→ **Exercise**: Retype the material below verbatim, leaving every line unchanged.

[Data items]
- - - - - - -

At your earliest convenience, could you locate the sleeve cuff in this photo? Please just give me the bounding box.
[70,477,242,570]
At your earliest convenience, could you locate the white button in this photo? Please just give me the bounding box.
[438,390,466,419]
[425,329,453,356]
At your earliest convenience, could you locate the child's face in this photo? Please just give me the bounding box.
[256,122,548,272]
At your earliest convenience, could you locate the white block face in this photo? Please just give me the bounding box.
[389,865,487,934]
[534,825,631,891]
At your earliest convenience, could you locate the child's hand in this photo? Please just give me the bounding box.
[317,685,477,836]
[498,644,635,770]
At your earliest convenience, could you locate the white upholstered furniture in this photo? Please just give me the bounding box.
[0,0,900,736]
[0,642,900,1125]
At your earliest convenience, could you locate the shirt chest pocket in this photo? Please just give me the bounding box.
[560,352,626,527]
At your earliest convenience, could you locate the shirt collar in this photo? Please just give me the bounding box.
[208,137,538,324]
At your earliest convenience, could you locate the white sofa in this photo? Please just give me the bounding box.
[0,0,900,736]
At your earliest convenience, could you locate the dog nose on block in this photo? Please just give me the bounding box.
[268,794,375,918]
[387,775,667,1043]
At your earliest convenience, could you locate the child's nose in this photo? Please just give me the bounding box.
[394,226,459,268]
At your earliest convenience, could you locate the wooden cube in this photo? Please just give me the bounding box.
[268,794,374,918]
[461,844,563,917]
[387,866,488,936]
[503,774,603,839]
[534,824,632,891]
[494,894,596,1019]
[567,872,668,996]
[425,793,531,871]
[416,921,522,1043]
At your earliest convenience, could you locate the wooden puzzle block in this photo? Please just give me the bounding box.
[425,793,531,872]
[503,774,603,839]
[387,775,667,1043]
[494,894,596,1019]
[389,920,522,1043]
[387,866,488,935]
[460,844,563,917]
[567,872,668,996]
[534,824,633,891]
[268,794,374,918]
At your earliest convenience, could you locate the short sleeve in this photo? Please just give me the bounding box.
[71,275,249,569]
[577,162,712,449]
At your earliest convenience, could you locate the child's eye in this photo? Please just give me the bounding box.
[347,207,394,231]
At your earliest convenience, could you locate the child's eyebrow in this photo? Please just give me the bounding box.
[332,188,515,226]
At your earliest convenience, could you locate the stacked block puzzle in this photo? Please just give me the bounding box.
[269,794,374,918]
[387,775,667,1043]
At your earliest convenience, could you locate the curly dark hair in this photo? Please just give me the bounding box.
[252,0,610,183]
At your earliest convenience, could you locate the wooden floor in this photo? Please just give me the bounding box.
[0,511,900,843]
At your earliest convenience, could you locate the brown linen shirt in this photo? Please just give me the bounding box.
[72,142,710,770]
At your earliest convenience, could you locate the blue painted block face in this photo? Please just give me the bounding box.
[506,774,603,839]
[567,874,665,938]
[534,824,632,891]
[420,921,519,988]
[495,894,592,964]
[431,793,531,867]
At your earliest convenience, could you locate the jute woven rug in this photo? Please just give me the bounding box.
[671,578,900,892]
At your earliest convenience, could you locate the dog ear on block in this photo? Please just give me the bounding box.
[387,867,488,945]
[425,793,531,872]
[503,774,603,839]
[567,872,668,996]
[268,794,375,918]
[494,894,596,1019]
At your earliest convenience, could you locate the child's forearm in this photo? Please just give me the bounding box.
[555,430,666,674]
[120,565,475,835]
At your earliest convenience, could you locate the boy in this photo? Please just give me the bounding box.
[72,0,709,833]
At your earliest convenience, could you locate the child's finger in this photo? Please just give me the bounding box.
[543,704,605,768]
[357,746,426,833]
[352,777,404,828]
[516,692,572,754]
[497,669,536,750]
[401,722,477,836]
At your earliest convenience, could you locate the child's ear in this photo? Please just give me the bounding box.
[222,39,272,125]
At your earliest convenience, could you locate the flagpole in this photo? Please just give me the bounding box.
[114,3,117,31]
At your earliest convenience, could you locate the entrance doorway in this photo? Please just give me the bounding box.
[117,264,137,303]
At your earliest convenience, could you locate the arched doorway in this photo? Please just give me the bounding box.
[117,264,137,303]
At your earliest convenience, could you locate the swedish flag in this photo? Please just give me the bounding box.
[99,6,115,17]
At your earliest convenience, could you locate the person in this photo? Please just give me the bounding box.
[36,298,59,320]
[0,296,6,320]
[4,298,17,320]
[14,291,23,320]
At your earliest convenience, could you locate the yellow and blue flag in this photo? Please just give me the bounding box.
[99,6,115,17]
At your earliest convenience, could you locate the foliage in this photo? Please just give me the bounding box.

- - - - - - -

→ **Exercise output**:
At your earliest convenience, could you locate the sleeve cuff in this photo? Please just give me the bounding box.
[70,477,242,570]
At your earliest convenience, could you locate the white button in this photo? Please just give me the bounding box.
[438,390,466,419]
[425,329,453,356]
At your earliest convenience, could you locate the child's face in this photo? Please just give me the bounding box.
[256,122,548,272]
At your earliest convenience, could you locate the white block face in this photo? Please just give me the bounding box.
[389,865,487,934]
[534,825,631,891]
At your earliest convenience, could you locate the child's hand in this photo? Please just give me the bounding box.
[317,685,477,836]
[498,644,635,770]
At your earliest convenience, could you locate the white upholstered furniture in this photo? Please just give me the bounding box.
[0,0,900,736]
[0,642,900,1125]
At your earliest convenience, could you locate the shirt chest pocket in this photo? Please just give me the bounding box.
[560,352,626,527]
At your earliest convenience, could you locate the shirt collar in this photo? Please just give me the bounding box.
[208,137,538,324]
At your earliest convenience, could you locate the white sofa in this photo? Please just give me the bounding box.
[0,0,900,736]
At your earliest convenience, could you locate the dog nose on block in this photo? Please just give me the bounding box.
[268,794,375,918]
[387,775,667,1043]
At your earliest convenience, could you locate the child's nose in this photo? Please just give me the bounding box.
[394,226,459,268]
At your earliest convenience, could you locate the wooden cube in this photo? Please just give me the bounding box.
[268,794,374,918]
[461,844,563,917]
[387,866,488,936]
[503,774,603,839]
[534,824,632,891]
[494,894,596,1019]
[567,872,668,996]
[425,793,531,871]
[416,921,522,1043]
At your earliest convenience, could you locate the wooden puzzle block in this photo? Please just give me the bounding box.
[425,793,531,872]
[503,774,603,839]
[387,775,667,1043]
[494,894,596,1019]
[389,920,522,1043]
[387,866,488,935]
[460,844,563,917]
[567,872,668,996]
[534,824,633,891]
[268,794,374,918]
At your earliest convenience, could you locate the short sleeve in this photo? Please just give me the bounding box.
[71,275,249,569]
[577,162,712,449]
At your earliest convenience, could you locate the child's eye in this photo? Please just give me the bounding box.
[347,207,394,231]
At your earliest convenience, could you locate the child's eyebrow in this photo? Please just give me the bounding box.
[332,188,515,226]
At your earliest convenience, could you locate the stacked block puzzle in this photo? Please just give me the bounding box.
[269,794,374,918]
[387,775,667,1043]
At your earliest convenience, could you locate the curly dark hair in this photo? Please just give me the bounding box.
[252,0,610,183]
At your earliest convenience, could you locate the wooden floor in this photo? Please just give me the bounding box.
[0,511,900,843]
At your earliest convenience, could you locate the brown linen shirt in this photo? Please just give me the bounding box.
[72,142,710,770]
At your earliest convenience, could you locate the blue painted block face in this photo? Please just give me the bounding box.
[506,774,603,839]
[567,874,665,938]
[534,824,632,891]
[420,921,519,988]
[495,894,592,964]
[431,793,531,867]
At your earliest convenience, could you locate the jute woven rug in this photo? Please just give me the bounding box.
[671,578,900,892]
At your earliest convenience, could you locate the dog ear on block in this photo? Please just give me the bounding box.
[387,867,488,945]
[425,793,531,872]
[503,774,603,839]
[567,872,668,996]
[268,794,375,918]
[494,894,596,1019]
At your earliest convenience, could you locate the child's forearm in this photo? Please just give me the bounding box.
[555,430,666,674]
[120,565,475,835]
At your earliest convenience, could you locate the boy in this photo? Please just give me the bounding box.
[72,0,709,833]
At your earliest convenience, could you locate the child's finger in this photo? Please just give me the bounding box.
[543,704,605,768]
[357,746,426,833]
[352,777,404,828]
[516,692,572,754]
[497,669,536,750]
[401,722,477,836]
At your earliest convenience, could you locate the child's ear in this photo? Please just give me the bounding box.
[222,39,272,125]
At your earliest convenience, could you locate the flagpole in this photo? Please just give me the bounding box.
[114,3,117,31]
At your earliest convenience, could you locate the entrance doorway in this photo? Please just give me the bounding box.
[117,264,137,303]
At your earliest convenience, could you locate the arched doorway in this photo? Please just give me the bounding box.
[117,264,137,303]
At your earliest convenience, could you locate the swedish flag in this photo? Please just give me the bounding box.
[99,6,115,17]
At your earliest convenience, could you locate the person in this photo? Please just give me the bounding box.
[36,298,59,320]
[0,296,6,320]
[4,298,17,320]
[14,291,23,320]
At your earliest convenience, could you locate the yellow and blue flag in this photo? Please just give me the bounding box.
[99,6,115,17]
At your earliest convenience, could you locate the foliage in this photo? Please just give me the bounding box.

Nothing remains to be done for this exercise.